> **EXCERPT TO READ**

------

I drive through the jungle every day at noon. It is a small strip of road connecting two thoroughfares. On one side loom corporate buildings with extraterrestrial names. On the other is Terra Infirma, a midden of garbage pullulant with nascent life. The submerged bones of abandoned vehicles are festive with washing as newer dwellings of tarp and tin mushroom past the squelch of tamped plastic.
One afternoon I surprised a little girl in a blue skirt dancing alone in the rain. The jungle had her at its mercy — chikungunya, dengue, diarrhoea, encephalitis — who knows what next, man-eaters, child eaters all. The pale horseman was everywhere, and what did she have as defence?
When I was her age, man-eaters were a real presence in my life. I’d met a few at the zoo, but more in the tales of that intrepid hunter, Jim Corbett. The misty Himalayas, with their uncertain huddle of villages existed for the sole purpose of Corbett’s man-friendly gun. To my eight-year-old eyes, the unstated story was far more vivid: a bunch of craven villagers bullied by a tiger gone rogue, approach noble gora with gun. After that, easy-peasy: build machan, tether goat, beat drums loud enough to wake the napping beast, and step aside to let Corbett take aim.
The books, all of them, ended with a triumphant picture of Corbett, jackbooted foot planted on a stripy carcass, while a servile contingent cheered at a remove. Since none of those books had pictures, I must have imagined it all.
There is one fact I’m sure I did not imagine. All Corbett’s books had children stuffing themselves with halwa-puri.
Now what exactly was that? “There’s halwa and then there’s puri,” my mother stated, totally ignoring the hyphen. That hyphen was everything. Without it, halwa, any halwa, no matter how delectable, was just a sticky sweet, and puri a trifling dirigible. That hyphen commandeered their coincidence: halwa-puri became the stuff you battened on when man-eaters were on the prowl.
My mother’s efforts at Corbett cuisine made even our cat look smug. What good could it do against a tiger? I don’t remember anything of Corbett’s tigers, but I’ve thought of his halwa-puri every day since I began navigating the jungle.

------

> **TASK BRIEF**
In the essay about the jungle road and Jim Corbett's tales, what did the children in all of Corbett's books stuff themselves with?

> **DATA PROVIDED**
------

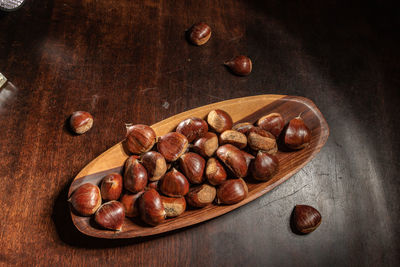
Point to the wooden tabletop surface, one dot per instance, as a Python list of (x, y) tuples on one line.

------

> **WRITTEN ANSWER**
Halwa-puri.